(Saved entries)
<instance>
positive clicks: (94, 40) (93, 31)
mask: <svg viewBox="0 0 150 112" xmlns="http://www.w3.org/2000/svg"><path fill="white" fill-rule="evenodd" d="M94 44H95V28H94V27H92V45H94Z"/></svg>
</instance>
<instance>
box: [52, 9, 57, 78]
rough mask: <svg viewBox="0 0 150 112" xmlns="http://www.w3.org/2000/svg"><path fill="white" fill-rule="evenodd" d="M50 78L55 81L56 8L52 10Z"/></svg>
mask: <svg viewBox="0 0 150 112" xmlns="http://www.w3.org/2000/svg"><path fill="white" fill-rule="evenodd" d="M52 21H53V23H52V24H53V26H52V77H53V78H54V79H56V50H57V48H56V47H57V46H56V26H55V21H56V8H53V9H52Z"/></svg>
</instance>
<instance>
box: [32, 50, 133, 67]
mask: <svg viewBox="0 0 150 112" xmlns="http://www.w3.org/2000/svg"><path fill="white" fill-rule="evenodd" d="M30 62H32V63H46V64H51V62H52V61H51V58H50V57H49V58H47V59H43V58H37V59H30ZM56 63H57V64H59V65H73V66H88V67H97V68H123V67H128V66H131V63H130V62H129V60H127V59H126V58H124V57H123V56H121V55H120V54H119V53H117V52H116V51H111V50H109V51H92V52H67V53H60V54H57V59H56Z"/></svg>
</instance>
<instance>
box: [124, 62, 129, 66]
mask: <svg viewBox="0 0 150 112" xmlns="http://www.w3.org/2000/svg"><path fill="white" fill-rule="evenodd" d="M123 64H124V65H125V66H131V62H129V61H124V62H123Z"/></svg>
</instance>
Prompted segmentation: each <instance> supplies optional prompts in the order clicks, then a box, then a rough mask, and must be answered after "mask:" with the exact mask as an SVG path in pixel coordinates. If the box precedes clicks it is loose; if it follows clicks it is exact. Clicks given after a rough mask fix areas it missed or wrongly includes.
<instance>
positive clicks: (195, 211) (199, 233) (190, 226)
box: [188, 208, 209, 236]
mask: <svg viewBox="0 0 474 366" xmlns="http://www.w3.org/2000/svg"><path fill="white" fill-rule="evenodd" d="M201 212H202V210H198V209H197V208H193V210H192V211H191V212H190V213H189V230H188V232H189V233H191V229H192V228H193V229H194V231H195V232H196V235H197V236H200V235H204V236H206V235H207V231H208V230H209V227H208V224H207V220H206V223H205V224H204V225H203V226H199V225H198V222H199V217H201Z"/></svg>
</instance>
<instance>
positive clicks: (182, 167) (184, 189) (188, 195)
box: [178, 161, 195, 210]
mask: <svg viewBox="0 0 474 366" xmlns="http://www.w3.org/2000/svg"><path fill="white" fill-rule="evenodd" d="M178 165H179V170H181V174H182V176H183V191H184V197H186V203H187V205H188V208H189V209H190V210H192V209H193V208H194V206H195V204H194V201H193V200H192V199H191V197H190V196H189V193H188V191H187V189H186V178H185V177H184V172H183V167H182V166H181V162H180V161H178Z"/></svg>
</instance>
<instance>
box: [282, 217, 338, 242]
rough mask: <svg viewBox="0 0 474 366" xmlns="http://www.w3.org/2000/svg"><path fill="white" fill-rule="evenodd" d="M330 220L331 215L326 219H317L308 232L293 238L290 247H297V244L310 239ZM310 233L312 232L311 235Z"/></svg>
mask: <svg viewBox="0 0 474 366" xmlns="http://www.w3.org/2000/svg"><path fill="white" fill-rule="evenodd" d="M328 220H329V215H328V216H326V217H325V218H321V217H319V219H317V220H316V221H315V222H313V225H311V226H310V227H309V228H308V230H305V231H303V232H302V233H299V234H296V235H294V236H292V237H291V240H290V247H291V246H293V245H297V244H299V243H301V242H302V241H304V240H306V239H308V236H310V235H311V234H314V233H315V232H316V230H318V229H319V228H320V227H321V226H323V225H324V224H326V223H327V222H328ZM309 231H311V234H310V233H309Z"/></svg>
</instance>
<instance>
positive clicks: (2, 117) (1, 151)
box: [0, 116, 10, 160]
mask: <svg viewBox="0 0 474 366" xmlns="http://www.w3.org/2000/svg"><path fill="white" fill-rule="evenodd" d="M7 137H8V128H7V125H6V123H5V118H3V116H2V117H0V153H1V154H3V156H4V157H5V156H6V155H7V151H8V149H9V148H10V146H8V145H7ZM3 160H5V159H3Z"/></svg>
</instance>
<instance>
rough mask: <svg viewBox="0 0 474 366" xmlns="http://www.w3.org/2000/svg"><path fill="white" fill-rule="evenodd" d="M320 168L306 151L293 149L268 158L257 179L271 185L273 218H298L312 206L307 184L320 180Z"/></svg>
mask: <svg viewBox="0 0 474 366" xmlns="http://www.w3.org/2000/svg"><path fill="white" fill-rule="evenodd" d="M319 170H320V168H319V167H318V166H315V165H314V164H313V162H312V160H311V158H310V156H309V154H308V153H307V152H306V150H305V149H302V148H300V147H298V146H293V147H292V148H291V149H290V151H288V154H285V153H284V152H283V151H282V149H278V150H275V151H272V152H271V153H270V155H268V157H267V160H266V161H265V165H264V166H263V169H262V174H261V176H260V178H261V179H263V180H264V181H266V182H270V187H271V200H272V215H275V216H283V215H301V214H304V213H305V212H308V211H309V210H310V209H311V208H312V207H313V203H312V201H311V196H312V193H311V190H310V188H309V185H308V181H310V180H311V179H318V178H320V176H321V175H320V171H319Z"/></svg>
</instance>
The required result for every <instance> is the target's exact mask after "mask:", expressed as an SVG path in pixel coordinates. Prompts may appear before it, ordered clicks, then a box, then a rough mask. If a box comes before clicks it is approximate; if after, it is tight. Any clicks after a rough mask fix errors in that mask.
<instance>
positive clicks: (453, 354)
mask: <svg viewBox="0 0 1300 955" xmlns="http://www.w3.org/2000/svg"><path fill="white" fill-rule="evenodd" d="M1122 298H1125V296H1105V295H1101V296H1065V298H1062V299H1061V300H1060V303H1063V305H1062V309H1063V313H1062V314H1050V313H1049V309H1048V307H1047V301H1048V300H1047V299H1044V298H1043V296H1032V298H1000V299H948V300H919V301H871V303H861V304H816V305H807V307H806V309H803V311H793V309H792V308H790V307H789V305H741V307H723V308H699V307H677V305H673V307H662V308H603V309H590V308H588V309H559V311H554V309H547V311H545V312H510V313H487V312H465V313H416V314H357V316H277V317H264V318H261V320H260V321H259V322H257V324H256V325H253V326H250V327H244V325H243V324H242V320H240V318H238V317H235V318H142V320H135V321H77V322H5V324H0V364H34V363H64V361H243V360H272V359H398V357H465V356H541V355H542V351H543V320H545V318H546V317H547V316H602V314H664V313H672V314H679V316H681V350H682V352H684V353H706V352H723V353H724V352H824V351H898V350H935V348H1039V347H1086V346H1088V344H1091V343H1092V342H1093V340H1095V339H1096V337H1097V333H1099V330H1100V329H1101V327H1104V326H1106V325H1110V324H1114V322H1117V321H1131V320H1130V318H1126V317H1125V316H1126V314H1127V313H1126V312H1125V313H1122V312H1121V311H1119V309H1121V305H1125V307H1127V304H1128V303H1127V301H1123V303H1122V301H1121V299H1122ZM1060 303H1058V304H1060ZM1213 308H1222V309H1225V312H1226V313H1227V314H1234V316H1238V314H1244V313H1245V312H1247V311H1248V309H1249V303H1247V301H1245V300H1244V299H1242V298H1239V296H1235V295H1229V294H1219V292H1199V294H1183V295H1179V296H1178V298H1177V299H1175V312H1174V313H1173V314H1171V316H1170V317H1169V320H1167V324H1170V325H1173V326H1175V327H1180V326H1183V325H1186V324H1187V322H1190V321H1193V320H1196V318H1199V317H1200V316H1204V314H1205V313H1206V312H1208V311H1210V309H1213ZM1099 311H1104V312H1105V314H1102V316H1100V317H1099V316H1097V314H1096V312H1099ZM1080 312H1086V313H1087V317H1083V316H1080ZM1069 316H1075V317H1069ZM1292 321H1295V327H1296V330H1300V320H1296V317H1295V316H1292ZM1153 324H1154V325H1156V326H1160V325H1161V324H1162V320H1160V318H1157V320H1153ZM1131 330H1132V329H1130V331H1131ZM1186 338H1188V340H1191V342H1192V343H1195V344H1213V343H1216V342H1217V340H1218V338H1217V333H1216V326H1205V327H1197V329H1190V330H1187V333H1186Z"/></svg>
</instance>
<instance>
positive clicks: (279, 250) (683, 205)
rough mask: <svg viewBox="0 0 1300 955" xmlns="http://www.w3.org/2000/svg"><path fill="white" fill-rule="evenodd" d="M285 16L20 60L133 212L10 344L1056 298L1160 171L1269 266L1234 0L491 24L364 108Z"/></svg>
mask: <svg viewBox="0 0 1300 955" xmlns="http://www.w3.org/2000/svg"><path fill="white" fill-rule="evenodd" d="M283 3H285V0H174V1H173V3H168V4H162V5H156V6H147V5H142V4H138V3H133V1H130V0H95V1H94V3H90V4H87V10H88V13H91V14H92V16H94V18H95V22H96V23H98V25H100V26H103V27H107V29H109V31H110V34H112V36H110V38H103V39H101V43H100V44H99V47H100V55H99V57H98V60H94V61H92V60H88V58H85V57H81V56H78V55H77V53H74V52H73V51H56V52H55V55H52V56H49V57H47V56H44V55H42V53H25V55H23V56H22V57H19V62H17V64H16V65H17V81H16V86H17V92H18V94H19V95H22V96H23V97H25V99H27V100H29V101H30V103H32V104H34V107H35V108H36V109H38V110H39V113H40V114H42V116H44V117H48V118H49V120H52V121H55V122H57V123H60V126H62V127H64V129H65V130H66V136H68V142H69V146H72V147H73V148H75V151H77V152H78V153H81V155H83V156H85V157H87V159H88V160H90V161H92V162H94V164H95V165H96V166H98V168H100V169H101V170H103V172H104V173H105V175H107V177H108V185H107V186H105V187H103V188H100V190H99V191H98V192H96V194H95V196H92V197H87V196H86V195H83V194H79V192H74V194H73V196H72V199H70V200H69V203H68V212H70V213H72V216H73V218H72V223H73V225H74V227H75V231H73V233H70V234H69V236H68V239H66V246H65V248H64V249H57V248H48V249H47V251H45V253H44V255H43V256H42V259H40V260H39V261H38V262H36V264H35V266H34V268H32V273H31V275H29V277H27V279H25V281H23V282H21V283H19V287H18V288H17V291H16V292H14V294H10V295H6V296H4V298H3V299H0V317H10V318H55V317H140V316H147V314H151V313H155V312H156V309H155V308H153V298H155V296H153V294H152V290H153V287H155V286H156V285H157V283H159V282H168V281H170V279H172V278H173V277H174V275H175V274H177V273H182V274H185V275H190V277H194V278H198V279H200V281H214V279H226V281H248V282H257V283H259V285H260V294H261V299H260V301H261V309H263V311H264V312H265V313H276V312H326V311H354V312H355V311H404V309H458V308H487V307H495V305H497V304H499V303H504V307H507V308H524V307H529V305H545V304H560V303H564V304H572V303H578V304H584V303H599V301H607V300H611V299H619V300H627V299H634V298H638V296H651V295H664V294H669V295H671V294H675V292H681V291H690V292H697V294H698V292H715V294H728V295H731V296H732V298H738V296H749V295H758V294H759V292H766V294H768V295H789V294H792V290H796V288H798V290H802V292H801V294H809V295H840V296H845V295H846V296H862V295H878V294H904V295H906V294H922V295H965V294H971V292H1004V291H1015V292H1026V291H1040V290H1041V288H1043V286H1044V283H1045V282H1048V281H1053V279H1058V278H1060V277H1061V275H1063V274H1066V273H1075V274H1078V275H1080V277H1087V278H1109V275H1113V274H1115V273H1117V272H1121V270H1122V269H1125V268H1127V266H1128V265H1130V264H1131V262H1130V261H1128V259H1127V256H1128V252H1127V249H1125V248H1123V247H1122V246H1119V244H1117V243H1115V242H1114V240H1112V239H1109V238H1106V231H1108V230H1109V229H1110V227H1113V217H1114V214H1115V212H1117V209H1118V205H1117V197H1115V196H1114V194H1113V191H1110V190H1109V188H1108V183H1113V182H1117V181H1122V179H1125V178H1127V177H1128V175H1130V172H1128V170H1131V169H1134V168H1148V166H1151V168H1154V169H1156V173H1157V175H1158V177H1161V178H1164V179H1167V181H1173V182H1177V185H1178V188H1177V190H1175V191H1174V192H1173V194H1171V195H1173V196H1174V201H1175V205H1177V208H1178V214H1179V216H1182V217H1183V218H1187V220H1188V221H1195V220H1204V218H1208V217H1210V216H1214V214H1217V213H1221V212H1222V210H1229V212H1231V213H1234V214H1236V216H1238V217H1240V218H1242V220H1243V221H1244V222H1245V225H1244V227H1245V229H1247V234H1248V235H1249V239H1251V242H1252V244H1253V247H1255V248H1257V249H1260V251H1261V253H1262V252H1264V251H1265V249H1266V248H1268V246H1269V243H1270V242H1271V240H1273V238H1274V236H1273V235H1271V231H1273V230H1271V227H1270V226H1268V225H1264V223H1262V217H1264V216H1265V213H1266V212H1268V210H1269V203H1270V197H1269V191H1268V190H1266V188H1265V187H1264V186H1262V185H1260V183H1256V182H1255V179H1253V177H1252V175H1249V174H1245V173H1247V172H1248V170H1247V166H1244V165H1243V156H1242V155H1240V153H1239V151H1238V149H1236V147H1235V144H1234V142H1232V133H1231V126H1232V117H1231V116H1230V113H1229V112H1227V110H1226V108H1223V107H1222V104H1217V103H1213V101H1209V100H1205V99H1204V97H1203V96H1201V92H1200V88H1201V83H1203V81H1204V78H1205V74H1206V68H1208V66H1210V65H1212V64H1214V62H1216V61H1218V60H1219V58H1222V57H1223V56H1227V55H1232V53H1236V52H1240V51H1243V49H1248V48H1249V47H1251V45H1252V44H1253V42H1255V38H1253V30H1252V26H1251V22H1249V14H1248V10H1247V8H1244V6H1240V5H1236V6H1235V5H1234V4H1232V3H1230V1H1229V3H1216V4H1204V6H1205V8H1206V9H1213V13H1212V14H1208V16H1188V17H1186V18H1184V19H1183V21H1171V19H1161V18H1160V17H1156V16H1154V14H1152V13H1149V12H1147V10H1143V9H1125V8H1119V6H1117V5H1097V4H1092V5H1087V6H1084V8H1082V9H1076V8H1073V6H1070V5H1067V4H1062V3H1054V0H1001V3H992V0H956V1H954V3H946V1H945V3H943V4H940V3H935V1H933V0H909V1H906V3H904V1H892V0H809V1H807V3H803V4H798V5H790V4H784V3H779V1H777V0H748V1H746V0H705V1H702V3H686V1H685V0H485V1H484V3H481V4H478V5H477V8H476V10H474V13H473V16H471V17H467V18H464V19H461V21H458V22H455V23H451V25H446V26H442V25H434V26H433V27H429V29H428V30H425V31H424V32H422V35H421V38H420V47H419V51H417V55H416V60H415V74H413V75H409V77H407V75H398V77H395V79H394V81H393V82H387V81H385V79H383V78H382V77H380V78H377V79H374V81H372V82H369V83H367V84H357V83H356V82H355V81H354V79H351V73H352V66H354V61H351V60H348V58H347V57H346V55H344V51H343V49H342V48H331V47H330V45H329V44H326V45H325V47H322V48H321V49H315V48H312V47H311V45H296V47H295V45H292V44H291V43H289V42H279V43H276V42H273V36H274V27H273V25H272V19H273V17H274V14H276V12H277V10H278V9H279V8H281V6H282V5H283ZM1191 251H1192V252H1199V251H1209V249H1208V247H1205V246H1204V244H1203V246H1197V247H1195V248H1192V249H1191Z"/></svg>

**GOAL OF THE EXERCISE**
Quote the records from their first line to the line with "box: [52, 9, 57, 78]", inclusive, without adding or dropping anything.

**RESULT OF THE EXERCISE**
<instance>
positive clicks: (94, 40) (93, 31)
mask: <svg viewBox="0 0 150 112" xmlns="http://www.w3.org/2000/svg"><path fill="white" fill-rule="evenodd" d="M94 44H95V28H94V27H92V45H94Z"/></svg>
</instance>
<instance>
box: [52, 9, 57, 78]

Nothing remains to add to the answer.